Set exercise: Each record below is to be reproduced without any change.

Records for the exercise:
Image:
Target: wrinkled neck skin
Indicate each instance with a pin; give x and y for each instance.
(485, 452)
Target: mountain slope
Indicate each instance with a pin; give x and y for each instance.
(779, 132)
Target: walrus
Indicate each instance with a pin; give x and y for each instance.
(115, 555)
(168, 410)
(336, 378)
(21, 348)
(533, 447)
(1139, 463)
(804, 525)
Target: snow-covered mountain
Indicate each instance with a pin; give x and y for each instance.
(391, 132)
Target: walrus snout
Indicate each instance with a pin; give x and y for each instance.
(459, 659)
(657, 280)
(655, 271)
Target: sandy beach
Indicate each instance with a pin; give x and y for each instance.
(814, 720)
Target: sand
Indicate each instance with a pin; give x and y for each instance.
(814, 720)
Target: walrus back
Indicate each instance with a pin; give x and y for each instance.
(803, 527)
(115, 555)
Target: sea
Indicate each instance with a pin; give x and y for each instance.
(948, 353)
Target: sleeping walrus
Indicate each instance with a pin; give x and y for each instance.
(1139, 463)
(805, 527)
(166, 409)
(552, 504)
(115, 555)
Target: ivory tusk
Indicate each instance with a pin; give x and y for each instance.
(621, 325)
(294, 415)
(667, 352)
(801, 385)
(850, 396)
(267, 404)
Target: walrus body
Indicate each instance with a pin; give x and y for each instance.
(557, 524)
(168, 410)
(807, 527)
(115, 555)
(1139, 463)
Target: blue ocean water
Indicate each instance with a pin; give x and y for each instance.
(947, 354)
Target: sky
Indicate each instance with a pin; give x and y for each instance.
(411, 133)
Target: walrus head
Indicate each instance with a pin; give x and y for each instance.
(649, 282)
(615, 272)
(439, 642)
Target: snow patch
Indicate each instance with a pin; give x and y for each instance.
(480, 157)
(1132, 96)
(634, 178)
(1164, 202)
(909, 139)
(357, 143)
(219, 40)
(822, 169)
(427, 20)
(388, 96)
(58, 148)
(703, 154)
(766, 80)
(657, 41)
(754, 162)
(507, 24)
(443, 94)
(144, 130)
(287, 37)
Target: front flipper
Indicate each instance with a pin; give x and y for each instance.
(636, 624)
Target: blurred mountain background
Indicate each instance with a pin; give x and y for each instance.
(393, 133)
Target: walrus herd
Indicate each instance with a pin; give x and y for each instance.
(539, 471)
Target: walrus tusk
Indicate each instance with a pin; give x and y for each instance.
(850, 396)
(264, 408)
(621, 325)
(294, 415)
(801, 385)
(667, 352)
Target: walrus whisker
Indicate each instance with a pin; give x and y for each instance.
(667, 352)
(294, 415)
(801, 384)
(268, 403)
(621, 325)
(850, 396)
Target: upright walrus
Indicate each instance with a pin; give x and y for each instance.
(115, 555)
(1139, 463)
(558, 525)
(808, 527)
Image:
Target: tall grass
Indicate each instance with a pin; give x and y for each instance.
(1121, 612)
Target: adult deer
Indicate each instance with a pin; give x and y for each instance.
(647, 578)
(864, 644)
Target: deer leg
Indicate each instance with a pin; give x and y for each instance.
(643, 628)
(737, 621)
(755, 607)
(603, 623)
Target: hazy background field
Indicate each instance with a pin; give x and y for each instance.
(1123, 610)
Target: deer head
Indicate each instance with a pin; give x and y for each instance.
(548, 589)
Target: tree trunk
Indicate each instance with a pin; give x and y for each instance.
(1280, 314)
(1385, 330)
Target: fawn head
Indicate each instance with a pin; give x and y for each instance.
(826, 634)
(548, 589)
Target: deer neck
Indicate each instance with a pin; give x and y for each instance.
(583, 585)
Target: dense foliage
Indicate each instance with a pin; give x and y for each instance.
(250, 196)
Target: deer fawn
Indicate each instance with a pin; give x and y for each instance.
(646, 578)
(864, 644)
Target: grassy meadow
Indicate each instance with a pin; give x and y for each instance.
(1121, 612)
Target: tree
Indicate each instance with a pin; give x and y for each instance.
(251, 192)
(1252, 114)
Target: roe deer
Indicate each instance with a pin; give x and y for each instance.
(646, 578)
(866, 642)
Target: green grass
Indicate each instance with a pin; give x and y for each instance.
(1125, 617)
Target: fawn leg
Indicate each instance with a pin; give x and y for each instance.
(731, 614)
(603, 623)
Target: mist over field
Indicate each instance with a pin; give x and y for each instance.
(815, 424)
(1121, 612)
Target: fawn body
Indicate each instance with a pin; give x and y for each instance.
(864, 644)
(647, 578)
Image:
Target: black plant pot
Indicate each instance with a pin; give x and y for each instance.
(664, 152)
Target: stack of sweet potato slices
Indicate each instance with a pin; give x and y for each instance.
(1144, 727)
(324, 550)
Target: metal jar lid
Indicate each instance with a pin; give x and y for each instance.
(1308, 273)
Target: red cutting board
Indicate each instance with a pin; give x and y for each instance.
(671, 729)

Answer to this task:
Image:
Target: wrinkled neck skin
Indicate each instance with a pin; give x and y for each instance.
(485, 452)
Target: mountain slope
Indicate each instance with a pin; give x and y for each instance.
(779, 132)
Target: walrus
Indicate each instance with a pin; give x and y for each instance.
(115, 555)
(168, 410)
(336, 378)
(21, 348)
(533, 447)
(1139, 463)
(804, 525)
Target: snow-covered mountain
Indicate each instance with a pin; give x and y for each instance.
(391, 132)
Target: walrus snout
Indicate each instance with a pin; give x and y for each instance.
(459, 659)
(657, 280)
(655, 271)
Target: sandy beach
Indicate each instance with a pin; give x and y for each instance.
(814, 720)
Target: sand
Indicate each instance with a pin; give x and y for each instance.
(814, 720)
Target: walrus back
Indicate each instance with a pin; give x and y for each instance.
(803, 527)
(115, 555)
Target: sea
Indicate each instance with a pin; give x and y for each instance.
(948, 353)
Target: sleeping walrus
Indicate each instance with a pin; give x and y for each instance.
(1139, 463)
(805, 527)
(166, 409)
(552, 504)
(115, 555)
Target: ivory tusk
Indicate each instance with a pin; give x and y for each instance.
(621, 325)
(294, 415)
(667, 352)
(801, 385)
(850, 396)
(267, 404)
Target: walrus body
Indicate each instance with a pin; give x and y for each instance.
(557, 524)
(168, 410)
(807, 527)
(115, 555)
(1139, 463)
Target: blue ocean water
Indicate each instance with a pin; give x and y for each instance.
(947, 354)
Target: sky
Indicate each instance with a pin; give x and y for each instance.
(411, 133)
Target: walrus head
Indicate each instance with a pin; give x and y for each instance.
(649, 282)
(615, 272)
(439, 642)
Target: snow patch
Indicate each instance with a pin; give x and y for each instance.
(480, 157)
(1132, 96)
(634, 178)
(1164, 202)
(909, 139)
(357, 143)
(219, 40)
(822, 169)
(427, 20)
(388, 96)
(58, 148)
(703, 154)
(766, 80)
(657, 41)
(754, 162)
(507, 24)
(443, 94)
(144, 130)
(287, 37)
Target: front flipper
Indicate each instance with a pin; give x and y for each instance.
(636, 624)
Target: blurred mountain background
Indicate each instance with a pin; give x and y for each instance.
(393, 133)
Target: walrus herd
Indicate each instance with a pin; give x and y for each instance.
(539, 471)
Target: walrus tusk
Indicate each instance with a pin; give x and y for each instance.
(850, 396)
(264, 408)
(621, 325)
(294, 415)
(801, 385)
(667, 352)
Target: walrus whisker
Indicate each instance with a pin; give x and y for each instance.
(667, 352)
(294, 415)
(801, 384)
(268, 403)
(621, 325)
(850, 396)
Target: upright walrus
Indicate each instance with a pin; give x and y for each instance.
(115, 555)
(1139, 463)
(558, 525)
(808, 527)
Image:
Target: tall grass
Indicate each instance with a pin; give x and y for each instance.
(1121, 612)
Target: adult deer
Indicate each instance with a pin; give x and y for each instance.
(647, 578)
(864, 644)
Target: deer leg
Indicate each instance with a pin; give x and y for each instance.
(643, 628)
(737, 621)
(755, 607)
(603, 623)
Target: hazy background field
Indicate each instance with a pin; give x and y for each instance.
(1123, 610)
Target: deer head
Indicate each instance with a pin; give x and y for each instance.
(548, 589)
Target: tree trunk
Indicate each instance with a pin; give x and y for each instance.
(1280, 314)
(1385, 330)
Target: fawn head
Indicate each instance with a pin; give x and y for each instance.
(826, 634)
(548, 589)
Target: deer neck
Indicate each instance with a pin; give x and y for each instance.
(583, 585)
Target: dense foliage
Indicate each instance with a pin; give x and y for each instance.
(250, 196)
Target: deer fawn
Indicate each instance with a pin; give x and y for each instance.
(646, 578)
(864, 644)
Target: grassy meadow
Indicate each instance with a pin; give x and y for each instance.
(1121, 612)
Target: tree
Indicate each instance with a pin; give x and y for each instance.
(251, 192)
(1252, 114)
Target: roe deer
Indicate each instance with a pin; give x and y for each instance.
(646, 578)
(866, 642)
Target: green grass
Indicate each instance with a pin; give x and y for each instance.
(1125, 617)
Target: fawn leg
Indicate each instance with a pin; give x and y for each instance.
(731, 614)
(603, 623)
Target: mist over field
Indicate each instance with a pin; give x and y for each instance.
(815, 424)
(1121, 612)
Target: fawn body
Indicate each instance with a pin; give x and y for each instance.
(864, 644)
(647, 578)
Image:
Target: black plant pot
Indicate each instance with a pin; give x and y for each instance.
(664, 152)
Target: stack of sweet potato slices
Indicate each instance with a pin; give x and y for each instance.
(1144, 727)
(324, 550)
Target: metal jar lid
Indicate each instance with a pin; give x and y for each instance.
(1308, 273)
Target: red cutting board
Indicate each instance with a pin; give x and y for each instance.
(671, 729)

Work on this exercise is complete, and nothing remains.